:: 本文

データ取得（サンプリング）ガイド#

このドキュメントでは、haniwers-v1 のデータ取得・サンプリング機能の仕組み、設計パターン、および開発者が理解すべき重要な概念について説明します。

このドキュメントの対象者: Sampler、Device、RawEvent クラスを理解したい開発者

概要：データ取得の流れ#

データ取得（DAQ: Data Acquisition）は、OSECHI 検出器からのイベントデータをリアルタイムで収集し、CSV ファイルに保存するプロセスです。

OSECHI Detector (Serial Port)
    ↓ (data lines)
Device.readline()
    ↓ (raw string)
RawEvent.from_serial()
    ↓ (validated RawEvent or None)
Sampler.stream_events()
    ↓ (generator: yields RawEvent)
Sampler.acquire_by_count() or acquire_by_time()
    ↓ (collection strategy)
CSV Output File

コアコンポーネント#

1. `Device`クラス: シリアル通信の抽象化#

ファイル: src/haniwers/v1/daq/device.py

責務#

OSECHI 検出器とのシリアル通信管理
接続・切断の制御
低レベルの行読み込み

重要なメソッド#

class Device:
    def connect(self) -> None:
        """検出器への接続を確立する"""

    def disconnect(self) -> None:
        """接続を切断する"""

    def readline(self) -> str:
        """1 行のデータを読み込む（検出器から）"""

::::
:: 表示情報

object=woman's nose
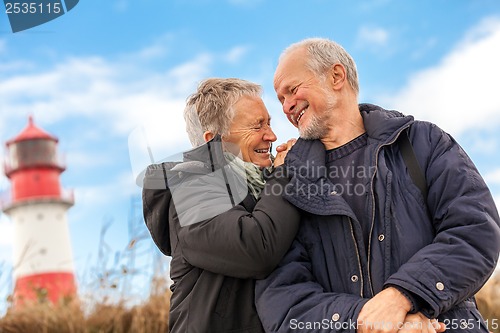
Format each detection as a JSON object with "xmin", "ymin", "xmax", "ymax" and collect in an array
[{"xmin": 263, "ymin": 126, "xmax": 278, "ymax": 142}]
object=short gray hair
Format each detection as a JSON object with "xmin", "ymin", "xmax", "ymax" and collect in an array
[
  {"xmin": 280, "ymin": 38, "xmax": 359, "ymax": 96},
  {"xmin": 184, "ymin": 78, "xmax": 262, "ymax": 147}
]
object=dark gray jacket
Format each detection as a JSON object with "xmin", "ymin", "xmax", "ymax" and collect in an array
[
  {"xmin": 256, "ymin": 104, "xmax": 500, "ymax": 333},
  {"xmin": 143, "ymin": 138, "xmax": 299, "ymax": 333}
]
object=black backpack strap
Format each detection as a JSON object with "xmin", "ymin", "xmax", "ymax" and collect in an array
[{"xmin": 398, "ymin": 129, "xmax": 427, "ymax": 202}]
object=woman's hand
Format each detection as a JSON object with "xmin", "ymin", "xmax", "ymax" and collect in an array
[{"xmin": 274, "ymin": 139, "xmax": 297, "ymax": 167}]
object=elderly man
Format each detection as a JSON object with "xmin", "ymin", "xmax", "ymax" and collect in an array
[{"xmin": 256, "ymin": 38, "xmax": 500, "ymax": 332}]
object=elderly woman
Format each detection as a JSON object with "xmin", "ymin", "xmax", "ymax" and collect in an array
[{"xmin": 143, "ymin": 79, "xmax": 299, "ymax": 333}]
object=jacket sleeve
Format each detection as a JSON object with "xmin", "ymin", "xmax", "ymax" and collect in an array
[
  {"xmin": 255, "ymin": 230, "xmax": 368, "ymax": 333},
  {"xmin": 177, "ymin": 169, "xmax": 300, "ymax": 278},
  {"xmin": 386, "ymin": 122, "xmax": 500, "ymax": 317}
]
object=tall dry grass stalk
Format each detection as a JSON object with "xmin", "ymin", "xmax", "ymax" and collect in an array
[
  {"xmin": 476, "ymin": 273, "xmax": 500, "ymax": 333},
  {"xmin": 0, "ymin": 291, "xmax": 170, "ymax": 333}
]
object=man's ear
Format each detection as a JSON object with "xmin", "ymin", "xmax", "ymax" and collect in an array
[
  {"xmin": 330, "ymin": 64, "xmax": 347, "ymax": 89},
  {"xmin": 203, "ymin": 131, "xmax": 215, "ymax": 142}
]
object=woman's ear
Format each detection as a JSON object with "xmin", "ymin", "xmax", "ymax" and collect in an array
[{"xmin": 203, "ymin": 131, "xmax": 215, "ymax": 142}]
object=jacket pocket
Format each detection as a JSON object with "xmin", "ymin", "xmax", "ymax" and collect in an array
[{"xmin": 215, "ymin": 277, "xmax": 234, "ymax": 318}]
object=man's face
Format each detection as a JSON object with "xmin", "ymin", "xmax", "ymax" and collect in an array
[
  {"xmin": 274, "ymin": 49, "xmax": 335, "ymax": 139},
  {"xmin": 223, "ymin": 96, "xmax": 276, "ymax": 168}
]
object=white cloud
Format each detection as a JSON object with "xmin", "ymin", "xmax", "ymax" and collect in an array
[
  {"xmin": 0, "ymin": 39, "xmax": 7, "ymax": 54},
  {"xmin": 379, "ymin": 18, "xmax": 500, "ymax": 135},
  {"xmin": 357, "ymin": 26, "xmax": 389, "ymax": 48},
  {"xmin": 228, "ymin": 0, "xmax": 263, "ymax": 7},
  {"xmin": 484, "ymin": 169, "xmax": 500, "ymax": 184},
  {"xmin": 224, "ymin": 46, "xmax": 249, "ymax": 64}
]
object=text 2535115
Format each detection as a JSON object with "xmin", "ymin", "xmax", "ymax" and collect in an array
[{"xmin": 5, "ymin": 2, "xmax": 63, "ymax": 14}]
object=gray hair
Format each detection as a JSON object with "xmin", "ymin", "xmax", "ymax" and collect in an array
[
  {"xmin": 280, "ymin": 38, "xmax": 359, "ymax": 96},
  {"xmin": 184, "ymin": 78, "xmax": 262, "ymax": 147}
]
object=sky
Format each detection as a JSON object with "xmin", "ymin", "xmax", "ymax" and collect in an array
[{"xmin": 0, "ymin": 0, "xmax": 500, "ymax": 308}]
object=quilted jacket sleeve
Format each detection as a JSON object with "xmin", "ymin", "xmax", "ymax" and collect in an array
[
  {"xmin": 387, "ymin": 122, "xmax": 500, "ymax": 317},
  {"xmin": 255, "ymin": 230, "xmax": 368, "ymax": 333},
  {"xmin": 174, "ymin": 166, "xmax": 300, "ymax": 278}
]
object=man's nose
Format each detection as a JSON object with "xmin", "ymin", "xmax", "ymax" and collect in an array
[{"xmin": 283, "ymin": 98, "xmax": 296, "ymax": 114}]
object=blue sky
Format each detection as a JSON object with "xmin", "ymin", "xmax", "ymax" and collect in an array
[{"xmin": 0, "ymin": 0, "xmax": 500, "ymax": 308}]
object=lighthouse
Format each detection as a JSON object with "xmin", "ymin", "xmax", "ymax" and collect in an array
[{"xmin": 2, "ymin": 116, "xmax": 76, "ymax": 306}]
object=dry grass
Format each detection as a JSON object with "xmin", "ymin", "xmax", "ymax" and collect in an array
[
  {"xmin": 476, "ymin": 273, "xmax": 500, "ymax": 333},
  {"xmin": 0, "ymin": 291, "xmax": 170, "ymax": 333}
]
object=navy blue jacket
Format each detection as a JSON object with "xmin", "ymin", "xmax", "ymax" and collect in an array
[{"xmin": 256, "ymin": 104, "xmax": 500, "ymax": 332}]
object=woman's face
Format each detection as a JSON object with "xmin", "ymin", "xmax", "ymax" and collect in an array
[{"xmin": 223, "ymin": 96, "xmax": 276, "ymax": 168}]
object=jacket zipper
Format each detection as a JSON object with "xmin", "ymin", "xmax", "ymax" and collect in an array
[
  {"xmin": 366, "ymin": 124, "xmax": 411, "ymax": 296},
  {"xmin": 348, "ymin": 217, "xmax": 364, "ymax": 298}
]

::::
:: 表示情報

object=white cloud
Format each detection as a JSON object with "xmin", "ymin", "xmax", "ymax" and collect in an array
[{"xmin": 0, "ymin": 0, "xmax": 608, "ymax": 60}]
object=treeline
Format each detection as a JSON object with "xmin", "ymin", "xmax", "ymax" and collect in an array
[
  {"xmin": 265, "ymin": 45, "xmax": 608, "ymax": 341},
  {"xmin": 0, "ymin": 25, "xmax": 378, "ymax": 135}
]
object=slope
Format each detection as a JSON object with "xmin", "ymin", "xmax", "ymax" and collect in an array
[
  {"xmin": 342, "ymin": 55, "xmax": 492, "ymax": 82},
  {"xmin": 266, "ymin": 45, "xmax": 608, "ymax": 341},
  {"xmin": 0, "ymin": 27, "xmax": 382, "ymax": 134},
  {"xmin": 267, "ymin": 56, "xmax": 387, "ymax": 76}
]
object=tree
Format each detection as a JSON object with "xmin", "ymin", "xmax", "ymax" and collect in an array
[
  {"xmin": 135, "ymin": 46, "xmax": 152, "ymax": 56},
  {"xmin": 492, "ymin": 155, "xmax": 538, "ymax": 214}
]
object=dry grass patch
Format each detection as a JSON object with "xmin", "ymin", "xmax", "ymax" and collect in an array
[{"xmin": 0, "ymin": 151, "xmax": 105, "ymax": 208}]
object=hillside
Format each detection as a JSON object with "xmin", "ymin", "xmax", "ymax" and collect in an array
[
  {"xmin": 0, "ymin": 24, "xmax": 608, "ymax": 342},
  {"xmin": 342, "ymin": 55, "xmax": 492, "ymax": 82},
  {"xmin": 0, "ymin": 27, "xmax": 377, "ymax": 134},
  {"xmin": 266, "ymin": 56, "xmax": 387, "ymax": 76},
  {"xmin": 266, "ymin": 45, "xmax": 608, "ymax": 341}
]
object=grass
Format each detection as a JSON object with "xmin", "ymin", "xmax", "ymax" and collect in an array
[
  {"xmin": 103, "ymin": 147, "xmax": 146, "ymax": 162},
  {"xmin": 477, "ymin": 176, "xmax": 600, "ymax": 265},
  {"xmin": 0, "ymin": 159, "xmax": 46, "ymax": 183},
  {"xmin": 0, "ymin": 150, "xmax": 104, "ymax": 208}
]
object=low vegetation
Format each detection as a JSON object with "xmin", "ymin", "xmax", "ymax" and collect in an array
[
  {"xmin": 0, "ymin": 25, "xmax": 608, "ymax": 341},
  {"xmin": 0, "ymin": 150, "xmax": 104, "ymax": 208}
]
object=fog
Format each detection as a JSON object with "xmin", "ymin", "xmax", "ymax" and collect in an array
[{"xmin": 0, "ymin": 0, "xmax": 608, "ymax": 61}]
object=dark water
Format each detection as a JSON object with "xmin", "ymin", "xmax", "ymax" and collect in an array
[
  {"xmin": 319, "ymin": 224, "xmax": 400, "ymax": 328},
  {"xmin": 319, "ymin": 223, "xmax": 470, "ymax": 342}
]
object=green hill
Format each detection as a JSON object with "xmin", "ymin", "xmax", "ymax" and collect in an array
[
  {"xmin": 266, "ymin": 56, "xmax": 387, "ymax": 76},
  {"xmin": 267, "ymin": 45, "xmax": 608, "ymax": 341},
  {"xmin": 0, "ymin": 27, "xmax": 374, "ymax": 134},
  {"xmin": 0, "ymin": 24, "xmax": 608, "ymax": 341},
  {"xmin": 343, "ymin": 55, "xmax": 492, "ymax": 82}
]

::::
:: 表示情報

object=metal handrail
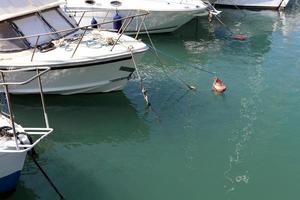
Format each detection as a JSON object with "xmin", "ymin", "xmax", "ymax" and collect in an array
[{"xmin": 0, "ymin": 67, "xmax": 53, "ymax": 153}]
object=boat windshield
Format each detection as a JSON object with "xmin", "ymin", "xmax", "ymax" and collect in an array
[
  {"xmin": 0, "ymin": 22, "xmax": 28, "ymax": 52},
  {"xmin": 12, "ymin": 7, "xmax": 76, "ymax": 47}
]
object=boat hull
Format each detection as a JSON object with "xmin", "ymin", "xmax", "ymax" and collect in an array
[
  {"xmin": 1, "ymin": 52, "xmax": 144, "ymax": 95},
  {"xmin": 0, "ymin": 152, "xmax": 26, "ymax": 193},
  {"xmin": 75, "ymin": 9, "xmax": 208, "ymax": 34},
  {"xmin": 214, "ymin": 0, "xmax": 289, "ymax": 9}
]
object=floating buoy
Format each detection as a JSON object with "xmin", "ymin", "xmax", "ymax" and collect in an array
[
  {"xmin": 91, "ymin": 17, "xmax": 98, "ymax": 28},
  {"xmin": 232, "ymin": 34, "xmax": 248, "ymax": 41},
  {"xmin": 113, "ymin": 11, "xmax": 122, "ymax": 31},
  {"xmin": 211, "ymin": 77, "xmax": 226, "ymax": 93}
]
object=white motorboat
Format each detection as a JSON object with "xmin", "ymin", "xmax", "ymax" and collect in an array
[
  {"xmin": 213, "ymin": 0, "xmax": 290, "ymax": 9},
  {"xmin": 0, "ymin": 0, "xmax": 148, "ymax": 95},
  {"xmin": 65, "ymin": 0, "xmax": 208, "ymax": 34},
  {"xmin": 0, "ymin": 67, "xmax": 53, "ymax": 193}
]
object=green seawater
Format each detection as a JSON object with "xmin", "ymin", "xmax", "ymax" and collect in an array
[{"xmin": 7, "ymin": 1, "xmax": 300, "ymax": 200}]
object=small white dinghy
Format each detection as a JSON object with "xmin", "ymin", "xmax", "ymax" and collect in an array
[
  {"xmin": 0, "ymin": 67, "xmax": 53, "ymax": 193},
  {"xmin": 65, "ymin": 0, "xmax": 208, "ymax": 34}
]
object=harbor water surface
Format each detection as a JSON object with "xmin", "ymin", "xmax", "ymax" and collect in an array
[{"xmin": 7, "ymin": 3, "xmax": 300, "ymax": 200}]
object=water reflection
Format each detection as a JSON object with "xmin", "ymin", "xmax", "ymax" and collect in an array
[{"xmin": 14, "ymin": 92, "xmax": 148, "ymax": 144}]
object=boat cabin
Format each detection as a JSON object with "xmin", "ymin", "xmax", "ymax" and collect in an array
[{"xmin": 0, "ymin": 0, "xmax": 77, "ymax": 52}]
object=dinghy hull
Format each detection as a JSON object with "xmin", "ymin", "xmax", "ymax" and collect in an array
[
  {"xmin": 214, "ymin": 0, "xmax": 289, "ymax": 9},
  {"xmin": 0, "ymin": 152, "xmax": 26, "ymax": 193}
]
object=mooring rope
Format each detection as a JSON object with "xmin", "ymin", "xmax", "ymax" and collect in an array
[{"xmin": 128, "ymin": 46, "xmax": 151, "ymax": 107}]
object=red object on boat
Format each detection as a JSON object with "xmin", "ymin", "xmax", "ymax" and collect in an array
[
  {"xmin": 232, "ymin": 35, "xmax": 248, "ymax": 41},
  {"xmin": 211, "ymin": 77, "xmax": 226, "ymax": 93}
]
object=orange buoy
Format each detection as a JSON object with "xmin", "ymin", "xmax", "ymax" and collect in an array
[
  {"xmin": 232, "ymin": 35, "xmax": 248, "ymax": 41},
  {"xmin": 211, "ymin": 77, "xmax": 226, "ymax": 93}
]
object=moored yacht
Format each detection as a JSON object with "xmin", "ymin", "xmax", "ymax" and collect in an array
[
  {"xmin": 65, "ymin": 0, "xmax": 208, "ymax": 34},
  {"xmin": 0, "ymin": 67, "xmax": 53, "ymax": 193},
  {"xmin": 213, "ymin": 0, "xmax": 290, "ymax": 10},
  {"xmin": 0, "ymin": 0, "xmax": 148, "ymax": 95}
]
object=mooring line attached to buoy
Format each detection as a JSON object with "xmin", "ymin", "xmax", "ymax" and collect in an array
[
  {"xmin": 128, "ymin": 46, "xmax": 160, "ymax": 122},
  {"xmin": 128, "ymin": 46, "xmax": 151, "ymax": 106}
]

::::

**指示 1**:
本文によると、Device クラスが置かれているファイルはどれか。
**指示 2**:
本文のうち、「データ取得（DAQ: Data Acquisition）は、OSECHI」で始まり「(generator: yields RawEvent)」まで続く部分をそのまま書き写すこと。
**指示 3**:
本文を二文で要約すること。

**正解 1**:
src/haniwers/v1/daq/device.py

**正解 2**:
データ取得（DAQ: Data Acquisition）は、OSECHI 検出器からのイベントデータをリアルタイムで収集し、CSV ファイルに保存するプロセスです。

OSECHI Detector (Serial Port)
    ↓ (data lines)
Device.readline()
    ↓ (raw string)
RawEvent.from_serial()
    ↓ (validated RawEvent or None)
Sampler.stream_events()
    ↓ (generator: yields RawEvent)

**正解 3**:
本文は haniwers-v1 のデータ取得機能を説明するもので、データ取得とは OSECHI 検出器からのイベントデータをリアルタイムで収集し、CSV ファイルに保存するプロセスである。コアコンポーネントの一つである Device クラスは、検出器とのシリアル通信の管理、接続・切断の制御、低レベルの行読み込みを担う。